AIM OF THE TASK: In the discussion of the arugula book below, what is the book's full title?

PROVIDED TEXT:
↓↓↓

I just don't understand the title. Are we united as a nation by arugula?

...

Here is full title of the book: The United States of Arugula: How We Became a Gourmet Nation

(Still a quirky title, but a little more informative.)

The link that moosnsgrl provides in her first post has a pretty good summary.

One day we woke up and realized that our “macaroni” had become “pasta,” that our Wonder Bread had been replaced by organic whole wheat, that sushi was fast food, and that our tomatoes were heirlooms. How did all this happen, and who made it happen? The United States of Arugula is the rollicking, revealing chronicle of how gourmet eating in America went from obscure to pervasive, thanks to the contributions of some outsized, opinionated iconoclasts who couldn’t abide the status quo.

The excerpt is a very fun and interesting read. I've read many descriptions of the early and developing days of Chez Panisse but this account is very engaging and added a lot more detail. Even in this short excerpt the characterizations of the different Chez Panisse players are vivid as chefzadi mentions above.

↑↑↑

SUPPLIED RECORDS:
↓↓↓

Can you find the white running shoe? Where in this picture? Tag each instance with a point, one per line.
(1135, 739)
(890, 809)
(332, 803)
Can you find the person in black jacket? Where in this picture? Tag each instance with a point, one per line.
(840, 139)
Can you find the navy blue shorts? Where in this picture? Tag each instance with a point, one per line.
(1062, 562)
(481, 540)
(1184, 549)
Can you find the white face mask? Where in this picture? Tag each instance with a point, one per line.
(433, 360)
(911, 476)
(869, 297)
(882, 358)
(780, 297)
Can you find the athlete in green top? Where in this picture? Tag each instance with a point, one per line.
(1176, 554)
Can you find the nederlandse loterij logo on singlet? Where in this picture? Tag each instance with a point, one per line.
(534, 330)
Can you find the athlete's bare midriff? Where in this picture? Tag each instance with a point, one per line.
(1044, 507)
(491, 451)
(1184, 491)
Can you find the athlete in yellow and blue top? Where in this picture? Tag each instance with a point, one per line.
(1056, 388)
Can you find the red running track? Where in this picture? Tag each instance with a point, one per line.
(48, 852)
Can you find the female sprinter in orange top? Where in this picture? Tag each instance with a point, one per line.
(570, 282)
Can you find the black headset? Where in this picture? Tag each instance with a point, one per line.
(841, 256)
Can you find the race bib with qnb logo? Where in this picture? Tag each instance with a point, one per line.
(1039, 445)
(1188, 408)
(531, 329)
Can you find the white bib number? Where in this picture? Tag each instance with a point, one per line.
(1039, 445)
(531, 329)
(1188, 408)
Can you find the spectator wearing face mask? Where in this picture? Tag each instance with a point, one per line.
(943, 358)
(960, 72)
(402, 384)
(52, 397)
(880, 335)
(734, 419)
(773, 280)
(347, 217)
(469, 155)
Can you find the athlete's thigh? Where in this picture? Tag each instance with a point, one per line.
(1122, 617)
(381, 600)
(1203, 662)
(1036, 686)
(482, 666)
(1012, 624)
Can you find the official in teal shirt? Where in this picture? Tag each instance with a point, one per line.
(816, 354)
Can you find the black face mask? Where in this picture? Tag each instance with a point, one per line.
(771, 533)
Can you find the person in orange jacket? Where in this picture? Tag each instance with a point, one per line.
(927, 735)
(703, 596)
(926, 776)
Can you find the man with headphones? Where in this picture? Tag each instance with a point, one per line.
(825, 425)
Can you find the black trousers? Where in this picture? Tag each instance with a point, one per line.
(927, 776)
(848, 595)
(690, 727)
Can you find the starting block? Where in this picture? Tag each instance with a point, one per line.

↑↑↑

REPLY TO THE EXERCISE: The United States of Arugula: How We Became a Gourmet Nation